The Dark Knight Returns....

Heavy Metal's original bad guy, Alice Cooper, is about to launch a multi-media album-comic book-video blitz for 'The Last Temptation Of Alice Cooper', his latest, maddest project! And Soundgarden's Chris Cornell is in tow! Chris Smith feels the heat!

One of Rock's original darkmen is back. Having lain low for three years since he toured with his last album, 1991's 'Hey Stoopid', Alice Cooper has returned with his strongest platter in years, 'The Last Temptation Of Alice'.

Featuring many of the same musicians he worked with on 'Hey Stoopid', and its predecessor, 1989's 'Trash', (Stef Burns - guitar, Greg Smith - bass, Derek Shuranina - keyboards, and new drummer - ex-Hooter David Uosikkinen), the LP was produced by some of the biggest names in the biz - Don Fleming, the duo of Don Purdell and Duane Baron (who'll be working on the next Ozzy album), and Andy Wallace (Slayer).

'The Last Temptation...' is like a snapshot of Alice's career to date, with tracks like 'Sideshow', 'Bad Place Alone' and 'Lullaby' harking back to 'Elected' and 'Is It My Body', while others embrace his current more commercial/melodic mode, with a tasty bite of aggro throw in for measure.

"Alice has five or six voices, five or six different styles," begins....er, Alice! "You go back and listen to 20 or 25 albums, and 'Only Women Bleed' is so different from 'Under My Wheels', 'Ballad Of Dwight Fry', 'We're So Crazy', and the other obscure things. So we picked out five or six voices and wrote, like, two songs a piece towards those voices. So we have a high production number like 'Cleansed By Fire', while 'Sideshow', with that clear, Pop voice, reminds me of 'No More Mr.Nice Guy'. 'Under My Wheels' reminds me of 'Lost In America', and songs like 'Bad Place Alone' and 'Nothing's Free' remind me of 'Desperado'. Then you've got 'Stolen Prayer' (co-written with Soundgarden's Chris Cornell), which has a whole new sound to it...almost Johnny Cash!"

Can he be serious? It's a new sound, but...oh, well. One man's Johnny Cash is a new man's Alice Cooper!

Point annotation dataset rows
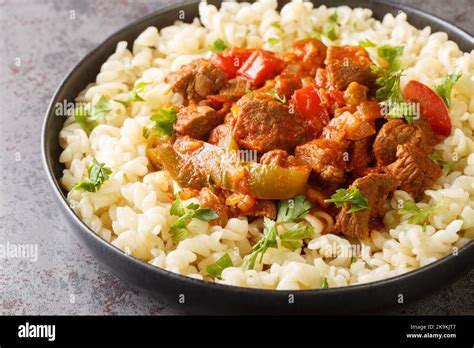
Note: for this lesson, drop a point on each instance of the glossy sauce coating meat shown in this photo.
(376, 188)
(197, 121)
(311, 116)
(414, 170)
(346, 64)
(197, 80)
(398, 132)
(264, 124)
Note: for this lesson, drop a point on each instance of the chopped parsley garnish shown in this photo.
(447, 165)
(138, 89)
(273, 41)
(123, 102)
(291, 209)
(178, 229)
(292, 237)
(367, 43)
(218, 46)
(329, 29)
(269, 240)
(288, 211)
(351, 196)
(98, 173)
(392, 55)
(88, 116)
(391, 94)
(164, 119)
(445, 87)
(275, 95)
(216, 268)
(418, 216)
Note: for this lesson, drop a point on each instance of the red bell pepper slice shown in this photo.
(261, 66)
(309, 105)
(231, 60)
(431, 105)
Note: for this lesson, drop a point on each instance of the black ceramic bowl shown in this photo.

- [TASKS TO COMPLETE]:
[a] According to the Alice Cooper article, who co-wrote 'Stolen Prayer'?
[b] Please resume the Alice Cooper article from the point where it stops.
The rows come from a separate source, not from the Alice Cooper article.

- [EXPECTED ANSWERS]:
[a] Soundgarden's Chris Cornell.

[b]
Profound musings aside, Alice's enthusiasm at being back on the trail is undeniable. As we speak, he's just completed the third show of a two-week stint DJ-ing for the US national Metal radio station, Z-Rock. Needless to say, the congenial, verbose, trivia-laden and exceptionally sharp Cooper is a natural on the airwaves! Among the topics that came up for discussion was the decline of creative album packaging in the age of the CD.

Alice, of course, will not be presenting his new album with standard cover artwork. Oh, no! In the past, he's thrown in underwear and wallets, and for 'The Last Temptation...' he's chucking in...

"...a Neil 'Sandman' Gaimen written comic," Alice chuckles. "Neil's got a great sense of storytelling, and when we wrote the concept, I had him right there, so he knew what the comic book was going to be".

That's right, kiddies! 'The Last Temptation...' heralds the return of the full-fledged Cooper concept album!

"After we got the concept written, we had to find an opening," Alice explands. "So we thought along the lines of, 'What are kids going to be doing?' They're bored: 'I don't want to go to this. I don't want to do that. I don't want to go to another Rock concert'. They want to do something new, and that sets up the showman saying. 'Well, I've got something right here...but 'Nothing's Free'!

"When you read the comic book, you'll see where it moves from there," closes Alice, not wanting to give too much away.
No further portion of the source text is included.